(Records supplied)
________________________

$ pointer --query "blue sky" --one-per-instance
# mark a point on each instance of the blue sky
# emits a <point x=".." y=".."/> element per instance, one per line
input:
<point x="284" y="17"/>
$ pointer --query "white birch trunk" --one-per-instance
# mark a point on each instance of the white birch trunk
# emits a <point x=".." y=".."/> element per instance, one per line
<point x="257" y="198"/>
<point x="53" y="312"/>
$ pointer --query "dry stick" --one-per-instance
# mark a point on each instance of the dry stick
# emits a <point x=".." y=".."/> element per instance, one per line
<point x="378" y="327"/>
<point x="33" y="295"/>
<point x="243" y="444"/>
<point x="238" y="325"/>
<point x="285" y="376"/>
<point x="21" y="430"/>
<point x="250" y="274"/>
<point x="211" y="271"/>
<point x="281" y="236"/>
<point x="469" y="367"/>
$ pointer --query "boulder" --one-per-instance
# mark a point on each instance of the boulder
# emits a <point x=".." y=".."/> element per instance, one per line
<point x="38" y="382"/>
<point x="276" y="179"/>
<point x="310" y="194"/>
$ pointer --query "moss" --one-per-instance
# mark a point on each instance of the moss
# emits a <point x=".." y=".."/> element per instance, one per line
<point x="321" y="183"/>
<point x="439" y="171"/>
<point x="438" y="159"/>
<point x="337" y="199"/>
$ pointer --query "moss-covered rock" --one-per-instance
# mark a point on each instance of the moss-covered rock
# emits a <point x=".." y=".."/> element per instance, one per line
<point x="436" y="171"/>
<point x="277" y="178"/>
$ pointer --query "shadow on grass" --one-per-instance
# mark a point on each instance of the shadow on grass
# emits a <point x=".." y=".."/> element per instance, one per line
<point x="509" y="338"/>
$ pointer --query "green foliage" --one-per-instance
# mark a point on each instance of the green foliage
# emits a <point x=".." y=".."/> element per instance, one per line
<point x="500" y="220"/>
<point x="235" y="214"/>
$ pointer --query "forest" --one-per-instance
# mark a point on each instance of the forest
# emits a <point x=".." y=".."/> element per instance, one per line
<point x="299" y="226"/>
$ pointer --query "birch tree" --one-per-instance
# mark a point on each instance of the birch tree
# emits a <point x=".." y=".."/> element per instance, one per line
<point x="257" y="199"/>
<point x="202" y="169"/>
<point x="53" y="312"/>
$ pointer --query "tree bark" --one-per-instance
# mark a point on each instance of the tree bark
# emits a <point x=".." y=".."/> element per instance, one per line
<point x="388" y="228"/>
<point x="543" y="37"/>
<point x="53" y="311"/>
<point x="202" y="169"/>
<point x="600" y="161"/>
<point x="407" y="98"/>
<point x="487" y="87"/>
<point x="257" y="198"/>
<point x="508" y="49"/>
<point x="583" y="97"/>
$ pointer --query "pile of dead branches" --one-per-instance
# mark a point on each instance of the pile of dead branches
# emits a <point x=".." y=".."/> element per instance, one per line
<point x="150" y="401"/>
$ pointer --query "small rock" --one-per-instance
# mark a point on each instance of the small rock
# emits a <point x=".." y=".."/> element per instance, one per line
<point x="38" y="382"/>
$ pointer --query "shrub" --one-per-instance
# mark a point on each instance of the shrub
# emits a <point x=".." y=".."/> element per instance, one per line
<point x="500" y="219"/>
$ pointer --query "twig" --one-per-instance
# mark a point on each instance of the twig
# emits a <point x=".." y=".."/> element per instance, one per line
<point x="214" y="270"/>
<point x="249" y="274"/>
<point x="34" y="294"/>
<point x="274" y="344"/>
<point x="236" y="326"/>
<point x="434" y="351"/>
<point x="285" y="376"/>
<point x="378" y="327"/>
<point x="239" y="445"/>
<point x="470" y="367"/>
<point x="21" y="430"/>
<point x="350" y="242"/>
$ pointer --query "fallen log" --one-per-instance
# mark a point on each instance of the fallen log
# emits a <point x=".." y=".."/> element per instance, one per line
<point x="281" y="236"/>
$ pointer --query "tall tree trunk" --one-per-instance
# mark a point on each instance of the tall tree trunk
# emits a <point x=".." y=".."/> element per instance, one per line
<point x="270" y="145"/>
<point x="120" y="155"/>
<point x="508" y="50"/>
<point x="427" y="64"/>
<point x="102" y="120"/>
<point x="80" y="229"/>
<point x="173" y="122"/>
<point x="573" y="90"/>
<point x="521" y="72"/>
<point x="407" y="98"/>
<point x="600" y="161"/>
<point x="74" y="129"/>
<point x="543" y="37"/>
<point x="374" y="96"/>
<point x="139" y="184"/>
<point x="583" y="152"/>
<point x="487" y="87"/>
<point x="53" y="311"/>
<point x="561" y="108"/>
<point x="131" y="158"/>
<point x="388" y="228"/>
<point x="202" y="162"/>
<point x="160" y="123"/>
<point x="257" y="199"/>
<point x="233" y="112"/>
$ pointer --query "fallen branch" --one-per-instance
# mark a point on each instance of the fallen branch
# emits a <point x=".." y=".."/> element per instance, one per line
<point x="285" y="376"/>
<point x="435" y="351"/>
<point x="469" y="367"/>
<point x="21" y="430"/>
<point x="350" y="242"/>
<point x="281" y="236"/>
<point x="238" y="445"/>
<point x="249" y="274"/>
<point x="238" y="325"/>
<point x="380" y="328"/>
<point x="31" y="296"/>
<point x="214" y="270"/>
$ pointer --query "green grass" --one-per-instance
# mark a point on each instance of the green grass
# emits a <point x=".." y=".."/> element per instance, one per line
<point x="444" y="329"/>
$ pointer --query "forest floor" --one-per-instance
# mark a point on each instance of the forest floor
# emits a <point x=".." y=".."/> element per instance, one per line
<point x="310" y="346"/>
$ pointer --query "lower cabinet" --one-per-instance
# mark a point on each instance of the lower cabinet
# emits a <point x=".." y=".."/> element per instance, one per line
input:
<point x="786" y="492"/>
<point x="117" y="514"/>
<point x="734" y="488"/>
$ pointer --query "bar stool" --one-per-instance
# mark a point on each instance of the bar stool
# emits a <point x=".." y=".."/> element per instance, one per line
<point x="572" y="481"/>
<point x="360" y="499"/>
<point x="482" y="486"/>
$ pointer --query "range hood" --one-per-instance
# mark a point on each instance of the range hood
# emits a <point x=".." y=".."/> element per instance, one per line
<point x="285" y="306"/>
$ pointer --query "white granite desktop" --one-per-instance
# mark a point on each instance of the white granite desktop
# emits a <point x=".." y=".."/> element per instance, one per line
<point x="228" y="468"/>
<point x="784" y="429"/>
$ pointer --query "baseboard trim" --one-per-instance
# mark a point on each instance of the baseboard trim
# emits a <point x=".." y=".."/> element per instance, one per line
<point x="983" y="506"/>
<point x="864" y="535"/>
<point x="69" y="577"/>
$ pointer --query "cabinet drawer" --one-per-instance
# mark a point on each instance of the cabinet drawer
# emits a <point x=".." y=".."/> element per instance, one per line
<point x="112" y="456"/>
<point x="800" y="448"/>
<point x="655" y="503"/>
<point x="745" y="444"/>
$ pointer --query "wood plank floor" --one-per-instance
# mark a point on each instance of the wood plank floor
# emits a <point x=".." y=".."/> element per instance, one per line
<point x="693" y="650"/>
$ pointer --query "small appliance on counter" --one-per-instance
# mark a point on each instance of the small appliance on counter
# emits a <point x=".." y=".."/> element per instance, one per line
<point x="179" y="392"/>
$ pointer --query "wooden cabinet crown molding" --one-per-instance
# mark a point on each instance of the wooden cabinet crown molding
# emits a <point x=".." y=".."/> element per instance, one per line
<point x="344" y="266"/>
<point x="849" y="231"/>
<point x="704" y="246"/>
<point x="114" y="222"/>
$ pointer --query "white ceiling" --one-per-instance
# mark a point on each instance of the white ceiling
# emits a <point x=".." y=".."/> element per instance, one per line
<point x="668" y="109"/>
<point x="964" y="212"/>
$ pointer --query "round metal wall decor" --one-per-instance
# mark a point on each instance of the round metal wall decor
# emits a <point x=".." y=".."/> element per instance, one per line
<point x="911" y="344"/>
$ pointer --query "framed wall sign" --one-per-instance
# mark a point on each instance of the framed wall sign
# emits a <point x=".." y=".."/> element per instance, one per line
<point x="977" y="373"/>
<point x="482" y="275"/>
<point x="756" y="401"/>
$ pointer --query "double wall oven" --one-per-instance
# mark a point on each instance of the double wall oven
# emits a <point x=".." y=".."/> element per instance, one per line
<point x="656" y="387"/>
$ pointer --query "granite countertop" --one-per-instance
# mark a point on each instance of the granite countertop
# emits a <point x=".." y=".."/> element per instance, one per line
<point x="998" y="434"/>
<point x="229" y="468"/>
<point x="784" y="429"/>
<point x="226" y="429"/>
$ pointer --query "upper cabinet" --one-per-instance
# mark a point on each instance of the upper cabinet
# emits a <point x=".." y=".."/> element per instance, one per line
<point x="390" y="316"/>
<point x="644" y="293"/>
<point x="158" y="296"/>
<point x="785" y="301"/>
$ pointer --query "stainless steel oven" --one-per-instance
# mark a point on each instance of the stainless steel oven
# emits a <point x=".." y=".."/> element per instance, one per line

________________________

(Task to complete) Count the lines in the records above that contain the string "branches", and reply with that number alone.

(Task response) 2